╔══

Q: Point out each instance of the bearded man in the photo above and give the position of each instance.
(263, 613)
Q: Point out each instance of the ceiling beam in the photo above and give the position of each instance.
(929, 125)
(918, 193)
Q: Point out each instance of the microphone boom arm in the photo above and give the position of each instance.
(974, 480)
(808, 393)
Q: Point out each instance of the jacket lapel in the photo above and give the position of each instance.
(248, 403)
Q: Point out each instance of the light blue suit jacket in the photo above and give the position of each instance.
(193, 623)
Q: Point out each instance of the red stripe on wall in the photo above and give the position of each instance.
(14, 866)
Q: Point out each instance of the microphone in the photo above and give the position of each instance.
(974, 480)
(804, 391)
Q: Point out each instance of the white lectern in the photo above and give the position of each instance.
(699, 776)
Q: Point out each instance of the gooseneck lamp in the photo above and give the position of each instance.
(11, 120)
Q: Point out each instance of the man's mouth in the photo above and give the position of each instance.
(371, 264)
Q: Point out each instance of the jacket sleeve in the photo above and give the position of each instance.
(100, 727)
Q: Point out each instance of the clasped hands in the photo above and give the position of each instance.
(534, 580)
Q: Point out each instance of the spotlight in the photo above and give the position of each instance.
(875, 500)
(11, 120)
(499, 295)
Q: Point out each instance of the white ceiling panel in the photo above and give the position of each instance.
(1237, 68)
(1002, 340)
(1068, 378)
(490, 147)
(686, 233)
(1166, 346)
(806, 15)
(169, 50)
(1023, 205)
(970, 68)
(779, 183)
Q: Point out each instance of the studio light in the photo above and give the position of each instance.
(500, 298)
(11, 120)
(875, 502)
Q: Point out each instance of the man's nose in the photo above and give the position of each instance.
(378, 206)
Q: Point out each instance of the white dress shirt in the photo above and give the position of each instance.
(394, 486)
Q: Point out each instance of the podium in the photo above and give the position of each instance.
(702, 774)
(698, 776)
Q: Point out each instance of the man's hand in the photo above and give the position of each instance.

╚══

> WHAT THE EXERCISE ASKS:
Update the listing above, changing every "position" to "location" and leaving all other text as it is.

> SOLUTION:
Q: Point out each instance of the bearded man in the photo above and give the location of each instance.
(263, 613)
Q: Point out each instance of the ceiling beam in the photo above and give the location of each instance.
(929, 125)
(918, 193)
Q: Point out each instance of the microphone boom arm in the photo above and give the location of each instance.
(974, 480)
(808, 393)
Q: Point out each instance of the jacket lapel in the photo above and give the location of each instance.
(248, 403)
Q: Point out each instance of the light blue suit jacket in the photo above and give the location of each instance.
(193, 623)
Q: Point out each instance of the red stripe on wall in the photo above and give the location of each instance.
(14, 866)
Q: Point out each instance of the microphone in the photo above and give the location of each instance.
(974, 480)
(804, 391)
Q: Point out each instance of the white lectern in the photo above and give the location of each instance.
(699, 776)
Q: Point out each instance of the gooseneck lamp in the photo above and give the location of each instance.
(11, 120)
Q: Point out each instance of the man's mouth in the photo above and give the location of each instance.
(371, 264)
Q: Point out each instance of the jacket sleeve in the photo above and give the location of each instance.
(100, 727)
Q: Point out each instance of the clasped hands in the photo above and give the location of each instance.
(534, 580)
Q: Point out each instance of the spotlight in the photo above and give the location of each instance.
(875, 500)
(11, 120)
(499, 295)
Q: Point out each instance of the white ceiling panel in the photo above and give the location of each instance.
(1237, 68)
(1002, 340)
(1068, 378)
(490, 147)
(686, 233)
(1166, 346)
(806, 15)
(169, 50)
(1023, 205)
(970, 68)
(779, 183)
Q: Point out each instance of the studio light in the photo above and give the location of each instance.
(500, 298)
(11, 120)
(875, 502)
Q: Point out each instance of the man's nose in the photo above and give the location of each instance.
(378, 206)
Q: Point out each instance of the white dress shirt in the photo above and give the location of each instance.
(394, 486)
Q: Point out each instance of the podium in the photo above and give the location of each instance.
(702, 774)
(698, 776)
Q: Point out each instance of the man's hand in the photo above and give the location of each instance.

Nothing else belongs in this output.